> _Record extracts_:
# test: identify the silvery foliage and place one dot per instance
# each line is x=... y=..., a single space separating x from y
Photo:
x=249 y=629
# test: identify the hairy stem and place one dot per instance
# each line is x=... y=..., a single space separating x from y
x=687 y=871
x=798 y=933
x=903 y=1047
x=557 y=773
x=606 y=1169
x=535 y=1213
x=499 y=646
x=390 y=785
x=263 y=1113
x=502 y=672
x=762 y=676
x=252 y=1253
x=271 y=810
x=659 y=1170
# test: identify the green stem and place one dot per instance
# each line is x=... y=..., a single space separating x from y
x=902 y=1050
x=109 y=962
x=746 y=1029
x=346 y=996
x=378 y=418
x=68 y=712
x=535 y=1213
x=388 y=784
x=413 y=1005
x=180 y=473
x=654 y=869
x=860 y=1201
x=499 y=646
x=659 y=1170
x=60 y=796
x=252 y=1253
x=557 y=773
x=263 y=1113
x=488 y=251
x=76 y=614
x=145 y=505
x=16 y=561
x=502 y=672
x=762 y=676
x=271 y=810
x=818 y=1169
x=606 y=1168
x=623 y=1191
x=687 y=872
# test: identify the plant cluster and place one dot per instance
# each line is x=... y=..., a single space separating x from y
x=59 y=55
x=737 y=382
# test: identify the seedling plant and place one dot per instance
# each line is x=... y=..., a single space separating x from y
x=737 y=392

--

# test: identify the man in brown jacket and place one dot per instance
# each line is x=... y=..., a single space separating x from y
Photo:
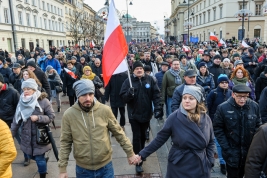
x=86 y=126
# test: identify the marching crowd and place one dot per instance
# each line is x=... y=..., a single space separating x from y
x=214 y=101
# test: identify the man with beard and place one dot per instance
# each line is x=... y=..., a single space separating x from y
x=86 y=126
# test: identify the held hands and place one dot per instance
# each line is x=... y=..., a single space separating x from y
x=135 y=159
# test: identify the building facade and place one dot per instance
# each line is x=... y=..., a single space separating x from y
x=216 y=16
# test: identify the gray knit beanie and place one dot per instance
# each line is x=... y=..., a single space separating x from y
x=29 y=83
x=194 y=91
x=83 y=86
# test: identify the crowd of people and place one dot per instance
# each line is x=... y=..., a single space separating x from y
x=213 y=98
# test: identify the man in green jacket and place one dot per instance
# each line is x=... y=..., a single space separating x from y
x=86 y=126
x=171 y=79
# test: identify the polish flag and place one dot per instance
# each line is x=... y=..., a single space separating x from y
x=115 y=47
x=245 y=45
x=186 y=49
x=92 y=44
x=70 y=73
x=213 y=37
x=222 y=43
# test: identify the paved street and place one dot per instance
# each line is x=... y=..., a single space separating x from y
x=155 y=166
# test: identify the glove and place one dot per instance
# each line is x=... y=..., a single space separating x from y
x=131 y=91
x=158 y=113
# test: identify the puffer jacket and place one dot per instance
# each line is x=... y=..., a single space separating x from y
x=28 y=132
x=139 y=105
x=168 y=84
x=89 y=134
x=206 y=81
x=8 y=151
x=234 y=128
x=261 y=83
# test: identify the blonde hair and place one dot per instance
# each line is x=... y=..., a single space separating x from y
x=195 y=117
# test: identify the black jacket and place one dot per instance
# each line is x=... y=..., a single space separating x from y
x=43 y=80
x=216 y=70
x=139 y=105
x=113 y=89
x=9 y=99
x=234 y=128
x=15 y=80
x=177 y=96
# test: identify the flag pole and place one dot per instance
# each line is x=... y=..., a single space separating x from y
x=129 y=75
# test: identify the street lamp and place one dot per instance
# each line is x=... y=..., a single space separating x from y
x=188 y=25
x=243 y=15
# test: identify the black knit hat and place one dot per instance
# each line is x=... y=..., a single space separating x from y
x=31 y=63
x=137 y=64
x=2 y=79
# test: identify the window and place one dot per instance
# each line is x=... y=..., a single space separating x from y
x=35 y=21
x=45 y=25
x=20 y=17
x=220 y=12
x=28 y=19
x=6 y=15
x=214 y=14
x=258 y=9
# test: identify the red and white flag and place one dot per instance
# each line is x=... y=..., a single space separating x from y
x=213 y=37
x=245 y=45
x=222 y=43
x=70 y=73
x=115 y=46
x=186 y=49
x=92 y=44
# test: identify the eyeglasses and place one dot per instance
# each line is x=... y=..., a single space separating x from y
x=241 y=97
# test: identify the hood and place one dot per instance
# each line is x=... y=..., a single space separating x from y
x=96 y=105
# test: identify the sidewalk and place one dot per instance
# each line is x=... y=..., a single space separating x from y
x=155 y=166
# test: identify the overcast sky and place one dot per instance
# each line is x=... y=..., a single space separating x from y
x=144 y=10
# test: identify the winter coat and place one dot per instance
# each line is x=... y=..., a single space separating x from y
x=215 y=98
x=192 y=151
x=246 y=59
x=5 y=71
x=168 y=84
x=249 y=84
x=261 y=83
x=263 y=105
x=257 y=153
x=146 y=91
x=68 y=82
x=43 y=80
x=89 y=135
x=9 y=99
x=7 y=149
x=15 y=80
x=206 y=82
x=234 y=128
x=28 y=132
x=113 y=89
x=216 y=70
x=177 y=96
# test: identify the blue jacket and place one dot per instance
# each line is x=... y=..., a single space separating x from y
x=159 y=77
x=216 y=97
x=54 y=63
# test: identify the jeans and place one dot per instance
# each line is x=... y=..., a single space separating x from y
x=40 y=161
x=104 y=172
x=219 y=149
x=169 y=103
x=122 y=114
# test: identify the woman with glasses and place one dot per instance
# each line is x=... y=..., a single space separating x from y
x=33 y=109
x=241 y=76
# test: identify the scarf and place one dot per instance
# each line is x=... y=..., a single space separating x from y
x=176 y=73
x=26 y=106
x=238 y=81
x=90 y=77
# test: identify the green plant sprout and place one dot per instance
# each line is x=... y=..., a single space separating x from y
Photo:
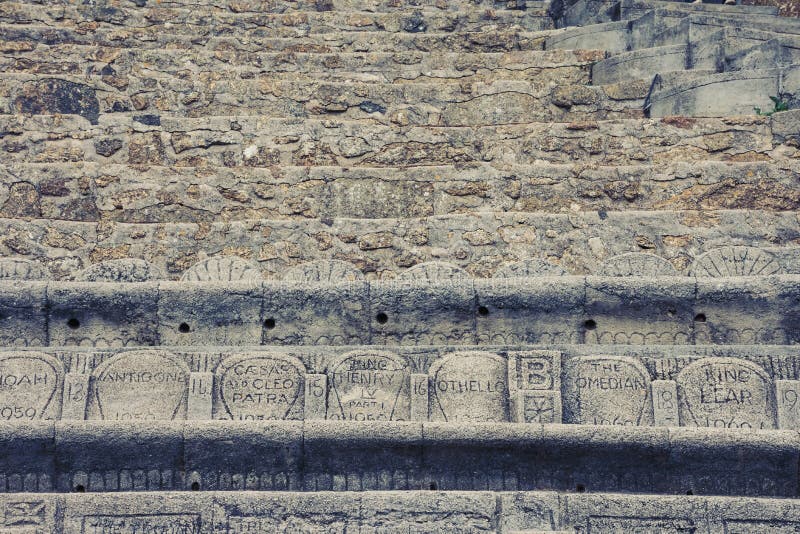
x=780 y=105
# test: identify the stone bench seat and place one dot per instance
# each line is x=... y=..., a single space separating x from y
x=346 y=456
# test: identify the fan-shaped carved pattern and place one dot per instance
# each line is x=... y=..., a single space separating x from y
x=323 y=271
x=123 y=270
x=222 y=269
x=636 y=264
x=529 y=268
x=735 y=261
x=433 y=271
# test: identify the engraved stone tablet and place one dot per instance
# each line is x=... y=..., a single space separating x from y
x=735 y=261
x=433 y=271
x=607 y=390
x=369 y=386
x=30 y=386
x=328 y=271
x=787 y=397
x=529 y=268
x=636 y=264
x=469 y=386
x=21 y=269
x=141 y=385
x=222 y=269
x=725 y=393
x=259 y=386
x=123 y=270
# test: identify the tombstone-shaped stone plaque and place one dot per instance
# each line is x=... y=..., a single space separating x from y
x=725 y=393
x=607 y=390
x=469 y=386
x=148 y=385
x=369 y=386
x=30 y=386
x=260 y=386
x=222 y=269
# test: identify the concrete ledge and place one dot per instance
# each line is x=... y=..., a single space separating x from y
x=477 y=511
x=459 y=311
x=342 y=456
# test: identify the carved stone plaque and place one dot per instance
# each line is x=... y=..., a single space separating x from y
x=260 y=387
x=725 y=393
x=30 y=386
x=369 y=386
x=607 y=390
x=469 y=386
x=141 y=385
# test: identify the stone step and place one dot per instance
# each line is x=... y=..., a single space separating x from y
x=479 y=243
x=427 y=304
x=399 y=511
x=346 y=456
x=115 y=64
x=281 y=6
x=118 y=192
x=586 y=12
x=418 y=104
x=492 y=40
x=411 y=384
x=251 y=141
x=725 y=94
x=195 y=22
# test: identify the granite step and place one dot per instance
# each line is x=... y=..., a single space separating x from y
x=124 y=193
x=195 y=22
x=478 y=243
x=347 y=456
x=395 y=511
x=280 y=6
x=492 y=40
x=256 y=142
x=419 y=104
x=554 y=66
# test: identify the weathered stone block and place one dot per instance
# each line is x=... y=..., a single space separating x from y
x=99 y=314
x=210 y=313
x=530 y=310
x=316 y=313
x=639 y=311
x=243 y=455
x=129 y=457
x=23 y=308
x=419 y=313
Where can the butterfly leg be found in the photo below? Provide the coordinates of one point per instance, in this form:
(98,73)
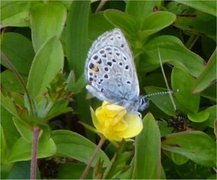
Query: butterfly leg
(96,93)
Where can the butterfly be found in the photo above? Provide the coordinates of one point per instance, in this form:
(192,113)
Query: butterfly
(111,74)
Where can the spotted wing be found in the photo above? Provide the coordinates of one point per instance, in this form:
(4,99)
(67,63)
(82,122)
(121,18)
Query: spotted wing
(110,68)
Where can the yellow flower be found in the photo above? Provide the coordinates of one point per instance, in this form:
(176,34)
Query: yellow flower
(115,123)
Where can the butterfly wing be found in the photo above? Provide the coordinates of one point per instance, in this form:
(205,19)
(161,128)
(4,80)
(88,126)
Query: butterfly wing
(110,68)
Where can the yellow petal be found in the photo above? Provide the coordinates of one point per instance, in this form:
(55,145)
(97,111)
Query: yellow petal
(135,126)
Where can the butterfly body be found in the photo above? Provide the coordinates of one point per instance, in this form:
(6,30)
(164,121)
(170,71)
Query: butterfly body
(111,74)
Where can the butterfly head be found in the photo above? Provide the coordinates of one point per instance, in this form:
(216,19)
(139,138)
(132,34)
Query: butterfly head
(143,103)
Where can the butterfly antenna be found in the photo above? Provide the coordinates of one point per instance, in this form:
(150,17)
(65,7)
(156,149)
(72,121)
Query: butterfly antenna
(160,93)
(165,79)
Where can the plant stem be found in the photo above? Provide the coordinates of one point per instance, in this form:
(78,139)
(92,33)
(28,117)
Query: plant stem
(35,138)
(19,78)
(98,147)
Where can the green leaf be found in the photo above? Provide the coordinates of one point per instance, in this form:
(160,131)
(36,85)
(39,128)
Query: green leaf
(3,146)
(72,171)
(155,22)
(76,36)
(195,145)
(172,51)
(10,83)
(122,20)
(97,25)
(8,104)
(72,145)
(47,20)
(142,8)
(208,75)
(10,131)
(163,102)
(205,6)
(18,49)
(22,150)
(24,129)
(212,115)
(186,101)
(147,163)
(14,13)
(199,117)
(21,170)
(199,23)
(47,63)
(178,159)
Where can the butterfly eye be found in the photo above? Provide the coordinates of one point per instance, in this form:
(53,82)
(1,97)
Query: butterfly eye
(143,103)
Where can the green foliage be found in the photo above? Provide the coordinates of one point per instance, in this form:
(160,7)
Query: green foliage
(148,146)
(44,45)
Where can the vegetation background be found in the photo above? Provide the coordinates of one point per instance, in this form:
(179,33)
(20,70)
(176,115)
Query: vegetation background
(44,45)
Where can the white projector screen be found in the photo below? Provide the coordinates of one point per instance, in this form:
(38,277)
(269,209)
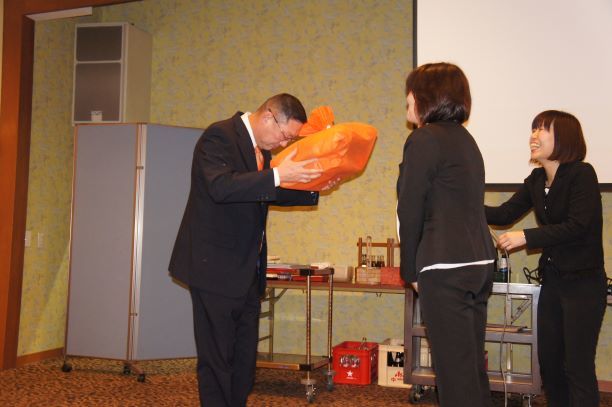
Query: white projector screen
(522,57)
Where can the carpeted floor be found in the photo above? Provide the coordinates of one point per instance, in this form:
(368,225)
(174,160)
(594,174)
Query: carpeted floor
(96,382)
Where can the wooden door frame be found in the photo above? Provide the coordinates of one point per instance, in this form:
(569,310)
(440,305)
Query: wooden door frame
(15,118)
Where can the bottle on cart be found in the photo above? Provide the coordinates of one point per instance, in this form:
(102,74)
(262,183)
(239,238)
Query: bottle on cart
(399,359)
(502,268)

...

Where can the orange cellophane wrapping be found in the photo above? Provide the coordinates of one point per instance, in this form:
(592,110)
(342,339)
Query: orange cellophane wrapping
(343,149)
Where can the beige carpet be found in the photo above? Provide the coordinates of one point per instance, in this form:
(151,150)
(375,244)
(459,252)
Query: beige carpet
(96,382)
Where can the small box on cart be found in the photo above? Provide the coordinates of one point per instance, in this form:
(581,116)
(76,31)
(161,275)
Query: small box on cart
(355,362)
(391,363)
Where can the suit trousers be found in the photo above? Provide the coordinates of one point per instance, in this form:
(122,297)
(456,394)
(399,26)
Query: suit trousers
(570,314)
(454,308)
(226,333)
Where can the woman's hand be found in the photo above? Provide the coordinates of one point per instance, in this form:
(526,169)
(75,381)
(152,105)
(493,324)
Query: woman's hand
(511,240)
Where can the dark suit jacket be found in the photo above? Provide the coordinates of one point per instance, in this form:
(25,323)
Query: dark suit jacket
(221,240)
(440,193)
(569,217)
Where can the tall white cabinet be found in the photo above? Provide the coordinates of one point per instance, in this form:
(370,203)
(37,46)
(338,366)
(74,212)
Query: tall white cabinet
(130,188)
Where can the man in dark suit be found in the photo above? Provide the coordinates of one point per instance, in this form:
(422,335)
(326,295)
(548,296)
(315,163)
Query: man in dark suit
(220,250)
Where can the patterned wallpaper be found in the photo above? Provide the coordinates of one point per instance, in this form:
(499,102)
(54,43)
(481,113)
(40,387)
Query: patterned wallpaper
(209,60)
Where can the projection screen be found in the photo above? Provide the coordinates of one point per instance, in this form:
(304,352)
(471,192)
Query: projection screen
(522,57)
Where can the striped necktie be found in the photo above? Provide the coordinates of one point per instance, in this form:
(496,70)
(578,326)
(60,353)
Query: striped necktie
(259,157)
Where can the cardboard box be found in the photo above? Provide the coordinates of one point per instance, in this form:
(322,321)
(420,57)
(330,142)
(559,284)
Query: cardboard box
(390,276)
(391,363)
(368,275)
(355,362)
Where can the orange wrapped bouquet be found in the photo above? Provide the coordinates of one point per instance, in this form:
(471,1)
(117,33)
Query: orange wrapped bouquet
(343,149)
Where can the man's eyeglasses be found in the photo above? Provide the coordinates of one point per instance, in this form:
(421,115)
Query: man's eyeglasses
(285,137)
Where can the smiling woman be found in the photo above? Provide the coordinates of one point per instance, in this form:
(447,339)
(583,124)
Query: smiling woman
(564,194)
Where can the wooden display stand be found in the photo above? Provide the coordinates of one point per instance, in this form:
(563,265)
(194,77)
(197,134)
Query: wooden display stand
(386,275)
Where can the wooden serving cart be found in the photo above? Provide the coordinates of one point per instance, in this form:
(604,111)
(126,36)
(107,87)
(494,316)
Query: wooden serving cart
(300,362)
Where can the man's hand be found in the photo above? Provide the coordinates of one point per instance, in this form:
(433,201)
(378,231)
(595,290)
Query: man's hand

> _Stated task_: Rewrite the entries from the line with "# test: identify the green stem" up to and including the line with "x=737 y=392", keeping every request line as it is. Multiply each x and y coordinate in the answers by 1.6 and round to whole numbers, with halves rounded up.

> _Final result_:
# test: identify the green stem and place one dot per instance
# each line is x=... y=..., a single space separating x from y
x=1443 y=1680
x=174 y=1539
x=1194 y=1646
x=554 y=1594
x=605 y=669
x=109 y=1139
x=856 y=1941
x=621 y=1254
x=661 y=1608
x=288 y=757
x=1046 y=1390
x=1376 y=1922
x=798 y=1034
x=1054 y=1872
x=96 y=1274
x=403 y=2005
x=891 y=1237
x=421 y=1781
x=781 y=402
x=122 y=982
x=232 y=808
x=26 y=898
x=803 y=1075
x=1219 y=1082
x=434 y=1296
x=1309 y=1870
x=970 y=1869
x=997 y=1906
x=1099 y=1395
# test: identify the plant cluster and place one dot per instance
# each line is x=... y=..., a single space separating x from y
x=94 y=88
x=1179 y=611
# test: identify the seedling plant and place one dot per instance
# each line is x=... y=..., a single space separating x from y
x=1179 y=627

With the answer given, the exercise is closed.